What is needed. Could you output each record below exactly as it stands and leave the pictures out?

..........

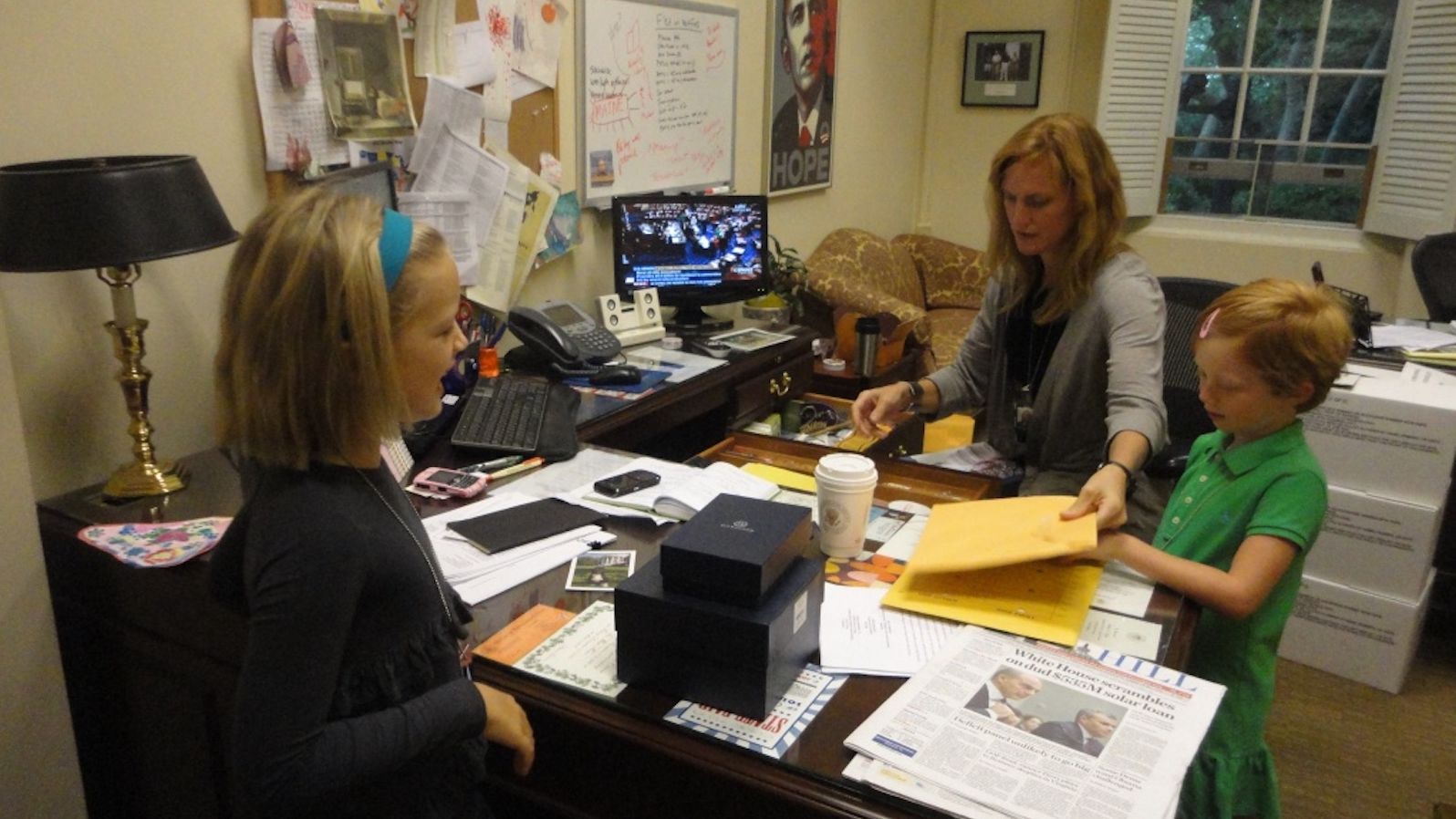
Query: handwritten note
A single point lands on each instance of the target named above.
(659, 98)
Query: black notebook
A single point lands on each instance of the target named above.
(497, 531)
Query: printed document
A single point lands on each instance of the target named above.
(1146, 723)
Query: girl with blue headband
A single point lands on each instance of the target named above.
(353, 701)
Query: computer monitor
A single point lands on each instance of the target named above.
(695, 251)
(374, 181)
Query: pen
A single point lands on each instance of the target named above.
(493, 464)
(527, 464)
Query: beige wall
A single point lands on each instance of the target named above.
(38, 772)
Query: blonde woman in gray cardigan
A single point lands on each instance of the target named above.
(1063, 367)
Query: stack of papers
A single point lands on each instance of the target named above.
(476, 575)
(937, 742)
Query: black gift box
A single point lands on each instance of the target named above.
(734, 549)
(721, 655)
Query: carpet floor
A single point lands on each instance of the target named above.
(1344, 750)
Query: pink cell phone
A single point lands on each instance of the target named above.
(452, 482)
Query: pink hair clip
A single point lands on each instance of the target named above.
(1207, 325)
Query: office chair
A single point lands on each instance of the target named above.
(1187, 420)
(1434, 266)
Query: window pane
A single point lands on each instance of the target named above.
(1346, 109)
(1206, 105)
(1274, 108)
(1216, 34)
(1315, 202)
(1214, 197)
(1358, 34)
(1286, 32)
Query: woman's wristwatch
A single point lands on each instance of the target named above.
(1131, 477)
(916, 393)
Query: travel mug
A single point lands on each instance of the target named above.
(867, 337)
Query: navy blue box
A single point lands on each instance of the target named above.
(734, 549)
(721, 655)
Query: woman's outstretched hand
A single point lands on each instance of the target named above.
(505, 725)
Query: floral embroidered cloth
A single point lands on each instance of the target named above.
(156, 544)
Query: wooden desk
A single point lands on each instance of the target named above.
(618, 758)
(151, 665)
(681, 420)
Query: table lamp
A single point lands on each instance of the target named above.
(111, 214)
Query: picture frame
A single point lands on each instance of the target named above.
(803, 41)
(1002, 68)
(750, 339)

..........

Answer to the problem.
Query: handwritten note
A single point lands on each instance of the target named above.
(659, 98)
Query: black notebook
A single point lands on each instance of the target named above.
(497, 531)
Query: printed document
A single point lands on each instance of the target named above.
(1146, 723)
Query: girl with blue headband
A single point lands on each instance of the target named above.
(353, 701)
Query: computer monitor
A single point lands on each instance of the target named above.
(695, 251)
(374, 181)
Query: pen
A single point lands on each instance of the target named above.
(493, 464)
(527, 464)
Query: beige wall
A single point lands on each instance of the target named above.
(38, 772)
Query: blonde woman in gray cardigan
A single point lands on each instance of the target named above.
(1063, 367)
Query: stack of papers
A single point lands on each instance of the target named above.
(476, 575)
(937, 742)
Query: black gift box
A single point lands on each instance of the target named above.
(734, 549)
(721, 655)
Query: carpet floor
A single point lands on each instance of the target named above.
(1344, 750)
Query: pink cell phone
A single point lands on each instance of the target named above.
(452, 482)
Query: pink hair clip
A single point lands on each instance of the target named above.
(1207, 325)
Query: office chair
A single point lands on each instance of the target named above.
(1187, 420)
(1434, 266)
Query: window pane
A single point lands on each instance of the target named above.
(1346, 109)
(1206, 105)
(1274, 108)
(1216, 34)
(1315, 202)
(1214, 197)
(1358, 34)
(1286, 32)
Query: woman's wristwatch
A single point lands on each instance of the target named above.
(1131, 477)
(916, 393)
Query: travel mug
A single point lands on each instance of the target named above.
(867, 337)
Query: navy blue box
A single point lands on each instance of the target named above.
(734, 549)
(721, 655)
Query: woman's outstretched hand
A single point lands on each instance of the target named above.
(505, 725)
Query: floral embroidered cloth
A single point lands on each instance of the target named above.
(156, 544)
Query: wooden desk
A single point lands on each instance of the target named above.
(618, 758)
(151, 665)
(681, 420)
Query: table lamp
A single point lands on each instance of the target named above.
(111, 214)
Query: picture frame
A single point lands on each instance of the target named above.
(803, 41)
(1002, 68)
(750, 339)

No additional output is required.